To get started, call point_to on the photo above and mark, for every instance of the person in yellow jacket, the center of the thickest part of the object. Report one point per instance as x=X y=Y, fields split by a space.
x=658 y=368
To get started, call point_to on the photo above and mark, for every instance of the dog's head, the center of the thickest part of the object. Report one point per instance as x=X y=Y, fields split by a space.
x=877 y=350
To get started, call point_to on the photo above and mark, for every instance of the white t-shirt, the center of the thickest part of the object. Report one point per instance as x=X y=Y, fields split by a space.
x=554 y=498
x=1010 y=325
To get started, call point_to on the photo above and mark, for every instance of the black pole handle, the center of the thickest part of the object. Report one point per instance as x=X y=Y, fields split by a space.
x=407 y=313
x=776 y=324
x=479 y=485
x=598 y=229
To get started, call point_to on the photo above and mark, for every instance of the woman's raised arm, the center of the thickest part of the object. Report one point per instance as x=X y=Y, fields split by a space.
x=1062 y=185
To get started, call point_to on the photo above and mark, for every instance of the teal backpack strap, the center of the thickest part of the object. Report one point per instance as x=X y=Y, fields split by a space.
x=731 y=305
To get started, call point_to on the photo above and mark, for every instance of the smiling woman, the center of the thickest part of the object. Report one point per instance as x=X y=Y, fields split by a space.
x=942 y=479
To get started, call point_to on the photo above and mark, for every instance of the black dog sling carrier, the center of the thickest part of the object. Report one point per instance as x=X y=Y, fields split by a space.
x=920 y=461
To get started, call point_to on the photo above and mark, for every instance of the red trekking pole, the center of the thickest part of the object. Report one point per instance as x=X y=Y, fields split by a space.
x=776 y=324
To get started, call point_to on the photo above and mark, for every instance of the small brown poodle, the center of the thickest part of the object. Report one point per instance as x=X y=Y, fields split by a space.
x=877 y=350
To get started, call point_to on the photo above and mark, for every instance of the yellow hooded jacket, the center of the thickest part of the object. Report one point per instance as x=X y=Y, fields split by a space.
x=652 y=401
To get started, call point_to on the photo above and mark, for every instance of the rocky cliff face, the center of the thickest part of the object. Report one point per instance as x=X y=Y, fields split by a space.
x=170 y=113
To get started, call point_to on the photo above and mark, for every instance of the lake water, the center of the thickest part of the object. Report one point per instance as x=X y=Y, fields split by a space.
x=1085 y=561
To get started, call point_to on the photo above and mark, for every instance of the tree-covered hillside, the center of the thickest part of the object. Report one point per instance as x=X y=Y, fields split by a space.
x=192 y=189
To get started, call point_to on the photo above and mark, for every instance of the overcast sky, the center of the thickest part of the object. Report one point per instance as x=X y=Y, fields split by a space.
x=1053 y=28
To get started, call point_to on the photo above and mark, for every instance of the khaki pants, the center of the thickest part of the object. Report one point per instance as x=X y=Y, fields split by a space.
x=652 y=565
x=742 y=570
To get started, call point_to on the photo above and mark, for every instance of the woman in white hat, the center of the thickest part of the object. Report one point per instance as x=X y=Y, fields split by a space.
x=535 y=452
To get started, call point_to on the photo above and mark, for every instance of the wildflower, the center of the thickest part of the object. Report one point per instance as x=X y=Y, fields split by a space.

▶ _What needs to be done_
All lines in the listing above should be written out again exactly.

▶ _Exercise answer_
To get started, call point_to on the photo above and mark, for every instance of the person in yellow jacket, the center of the thickest part of the object. Report one point per instance as x=X y=Y, fields split by a space.
x=658 y=368
To get started, call point_to on the photo above and mark, for every instance of the dog's head, the center of the thickest part of the object. Report one point per instance as x=X y=Y, fields split by a space.
x=877 y=350
To get started, call point_to on the photo above and mark, for every instance of the white t-shirt, the center of the thickest part of the object. Report one point per instance as x=X y=Y, fields split by a space.
x=554 y=498
x=1010 y=325
To get started, call point_to on the photo above and mark, for every instance of the black pole handle, the center of the thickest part of the object. Report one point per instance as x=X y=Y, fields split by a space.
x=407 y=313
x=776 y=324
x=479 y=485
x=598 y=229
To get started, call point_to on the photo above and mark, for every instance of the woman's raised arm, the center of the thickest part of the object. Report one point per instance as x=X y=Y, fields split by a space.
x=1062 y=185
To get started, call point_to on the photo above and mark, for every instance of the teal backpack strap, the center of the thickest part of the object. Report one point per instance as x=X y=Y, fields split by a space.
x=731 y=305
To get started, call point_to on the photo above and mark, for every instance of the smiling woman, the center of the thickest part of the object. Report one point per instance as x=X y=Y, fields split by a space.
x=942 y=479
To get started, call point_to on the photo above and mark, for every instance of the black dog sling carrier, the center of the thickest part of the object. Report one point per instance as x=X y=Y, fields split by a space.
x=920 y=461
To get started, call point_to on the photo above and mark, for every instance of the red trekking pole, the center of the thickest part of the object. Report one point per instance as x=X y=Y, fields split by a space.
x=776 y=324
To get started, call point_to on the photo above and mark, for every instance of the small brown poodle, the center of the thickest part of the object. Report one point per instance as x=X y=Y, fields split by a space.
x=877 y=350
To get started, call point_to on the photo above and mark, for every instance of the yellow hooded jacket, the center of the thickest part of the object. Report one point per instance as x=X y=Y, fields split by a space.
x=652 y=401
To get started, call point_to on the photo above and mark, for every instance of the rocky cliff face, the center of the thickest part of the object. Report one point per instance as x=X y=Y, fields split by a space.
x=170 y=113
To get started, call point_to on the photo above and mark, for every instance of the lake water, the center of the thickest part of the object. Report one point per instance as x=X y=Y, fields split by a space.
x=1085 y=561
To get started, call point_to on the photo above and mark, for every instance of the tree-covered hillside, the center of the thickest part of the object. Report one point per instance as x=X y=Y, fields split by a space.
x=192 y=189
To get started, call point_to on the photo above and mark, for every instance of the overcast sky, the center of the thickest part of the object. Report one point per instance as x=X y=Y, fields split by a space.
x=1053 y=28
To get started, call point_to on the photo above and mark, for every instance of the khaki pants, the center of the thickest part of the object. Report one point per instance as x=X y=Y, fields split by a space.
x=652 y=565
x=742 y=570
To get started, call point_to on the photo above and mark, for every instance of the woman in white hat, the center of the thickest part of the object. Report one point per instance as x=X y=Y, fields split by a space.
x=535 y=452
To get started, call point_to on the photo above and mark, for every instance of the wildflower, the center of the thickest part of the object. Report one point per instance as x=X y=Y, fields split by a space.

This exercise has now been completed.